- _Description of the task_: Present the data below as a numbered list, one entry per line, with blank lines omitted.

- _Extracted data_:
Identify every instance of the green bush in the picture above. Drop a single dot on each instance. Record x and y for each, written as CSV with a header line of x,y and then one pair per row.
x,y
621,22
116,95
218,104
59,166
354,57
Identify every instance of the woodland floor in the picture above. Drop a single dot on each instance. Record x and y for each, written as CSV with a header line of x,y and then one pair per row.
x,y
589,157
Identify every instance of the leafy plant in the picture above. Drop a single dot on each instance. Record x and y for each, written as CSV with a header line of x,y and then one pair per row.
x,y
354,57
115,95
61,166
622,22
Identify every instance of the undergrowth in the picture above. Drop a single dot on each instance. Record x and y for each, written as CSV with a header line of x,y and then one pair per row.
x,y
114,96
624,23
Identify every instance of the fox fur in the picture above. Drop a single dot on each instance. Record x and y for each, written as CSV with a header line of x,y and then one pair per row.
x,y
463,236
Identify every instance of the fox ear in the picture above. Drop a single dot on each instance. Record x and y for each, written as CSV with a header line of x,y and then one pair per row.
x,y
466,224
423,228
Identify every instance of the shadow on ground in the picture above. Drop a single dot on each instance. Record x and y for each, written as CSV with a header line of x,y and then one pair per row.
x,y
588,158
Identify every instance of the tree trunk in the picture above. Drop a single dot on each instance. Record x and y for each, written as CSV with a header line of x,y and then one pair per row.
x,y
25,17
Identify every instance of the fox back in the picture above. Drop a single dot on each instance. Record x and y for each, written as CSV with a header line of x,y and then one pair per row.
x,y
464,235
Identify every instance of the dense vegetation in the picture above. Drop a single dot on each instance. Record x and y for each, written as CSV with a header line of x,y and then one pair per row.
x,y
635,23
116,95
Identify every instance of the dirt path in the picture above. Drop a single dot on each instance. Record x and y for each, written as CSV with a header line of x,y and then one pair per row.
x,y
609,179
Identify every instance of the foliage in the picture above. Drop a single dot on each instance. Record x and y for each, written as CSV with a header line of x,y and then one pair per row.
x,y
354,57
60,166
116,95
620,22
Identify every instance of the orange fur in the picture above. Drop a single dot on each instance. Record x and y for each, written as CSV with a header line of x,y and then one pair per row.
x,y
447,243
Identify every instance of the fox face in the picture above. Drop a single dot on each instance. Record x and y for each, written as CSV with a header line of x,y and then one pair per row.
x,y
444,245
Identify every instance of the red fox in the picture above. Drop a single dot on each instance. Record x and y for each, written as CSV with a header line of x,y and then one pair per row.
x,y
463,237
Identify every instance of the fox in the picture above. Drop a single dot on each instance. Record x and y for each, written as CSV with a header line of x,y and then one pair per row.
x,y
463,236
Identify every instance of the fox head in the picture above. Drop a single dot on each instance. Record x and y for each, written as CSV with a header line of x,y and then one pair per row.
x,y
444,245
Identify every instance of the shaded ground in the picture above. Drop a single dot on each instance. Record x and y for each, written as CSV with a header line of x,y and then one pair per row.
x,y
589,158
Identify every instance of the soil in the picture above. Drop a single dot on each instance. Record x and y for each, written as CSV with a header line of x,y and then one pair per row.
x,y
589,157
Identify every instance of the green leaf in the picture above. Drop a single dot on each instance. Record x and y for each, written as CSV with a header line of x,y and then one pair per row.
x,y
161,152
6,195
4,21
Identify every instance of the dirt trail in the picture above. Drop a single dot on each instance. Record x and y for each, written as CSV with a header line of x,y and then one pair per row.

- _Answer to the problem_:
1. Identify every instance of the green bush in the picture above. Drop a single dot on each instance. Record x and y for each, written as CSV with a header line of x,y and then one pair per row.
2. x,y
3. 621,22
4. 116,95
5. 218,104
6. 59,166
7. 354,57
8. Identify every instance of the woodland floor in the picture above. Drop a single dot on each instance. Record x and y for each, written as CSV with a header line of x,y and then one pair per row.
9. x,y
10. 589,157
11. Identify every instance of the leafy plant in the picture above. Drop a single dot on each instance. Record x and y for each, written as CSV with a header line of x,y and then one pair per row.
12. x,y
13. 354,57
14. 115,95
15. 61,166
16. 622,22
17. Identify every instance of the undergrowth in the picture above. Drop a single dot on each instance. Record x and y for each, written as CSV with a header line of x,y and then one pair per row.
18. x,y
19. 114,96
20. 624,23
21. Identify every instance of the fox fur in the picture above. Drop a single dot on each instance. Record x and y for each, written as CSV with a header line of x,y and then one pair per row.
22. x,y
23. 463,236
24. Identify every instance of the fox ear in the picture above. Drop a single dot on each instance. Record x and y for each, written as CSV with a header line of x,y and then one pair per row.
25. x,y
26. 466,224
27. 423,228
28. Identify every instance of the shadow on ground in the picture above. Drop a single dot on each instance. Record x and y for each, written as CSV with a header line of x,y and then one pair per row.
29. x,y
30. 588,158
31. Identify every instance of the tree trunk in the picture above. Drop a single dot on each instance. Record x and y for each, written as CSV with a header line of x,y and then one pair per row.
32. x,y
33. 25,17
34. Identify every instance of the fox back in the picture above. Drop a single dot on each instance. Record x and y for each, written as CSV with a header line of x,y and then one pair per row.
35. x,y
36. 464,235
37. Identify every instance of the dense vegetation in the picture above. Drop a single dot on each instance. Record x and y for each, written as CSV with a header line of x,y and then one pair per row.
38. x,y
39. 635,23
40. 116,95
41. Identify every instance of the dirt path in the picture above. Drop a single dot on each instance. Record x and y for each, written as CSV with a header line of x,y and then one pair per row.
42. x,y
43. 609,179
44. Identify every instance of the foliage in the picture above. Drop a single dot on each instance. Record x and y for each, written as CSV with a header line of x,y and then one pair per row.
45. x,y
46. 354,57
47. 60,166
48. 116,95
49. 620,22
50. Identify every instance of the orange fur in the picture above. Drop a single dot on each instance. Record x and y for each, written as CSV with a header line of x,y and then one pair per row.
51. x,y
52. 447,243
53. Identify every instance of the fox face in the picture above. Drop a single dot on each instance. Record x and y for each, written as CSV with a header line of x,y and then one pair per row.
54. x,y
55. 444,245
56. Identify every instance of the red fox in the picture above. Drop a single dot on each instance. Record x and y for each, written as CSV with a header line of x,y and then one pair per row.
57. x,y
58. 463,237
59. Identify every instance of the fox in the picture above. Drop a single dot on each instance. Record x and y for each, written as CSV with a header line of x,y and then one pair per row.
60. x,y
61. 463,236
62. Identify every instance of the fox head in the picture above. Drop a single dot on each instance. Record x and y for each, written as CSV with a header line of x,y and then one pair per row.
63. x,y
64. 444,245
65. Identify every instance of the shaded ground in the picture above. Drop a single dot on each instance. Record x and y for each, written as CSV with a header line of x,y and then one pair per row.
66. x,y
67. 589,158
68. Identify every instance of the soil in the picture above. Drop a single dot on each instance. Record x and y for each, written as CSV with a header line of x,y and then one pair per row.
69. x,y
70. 589,157
71. Identify every instance of the green leaf in the picture above. Drop a single dot on each instance. Record x and y for each, written as CSV with a header line of x,y and then one pair per row.
72. x,y
73. 161,152
74. 6,195
75. 4,21
76. Identify every instance of the dirt trail in the picture above. Drop a single dot on each instance. Record x and y for each, written as CSV with a header line of x,y and then one pair per row.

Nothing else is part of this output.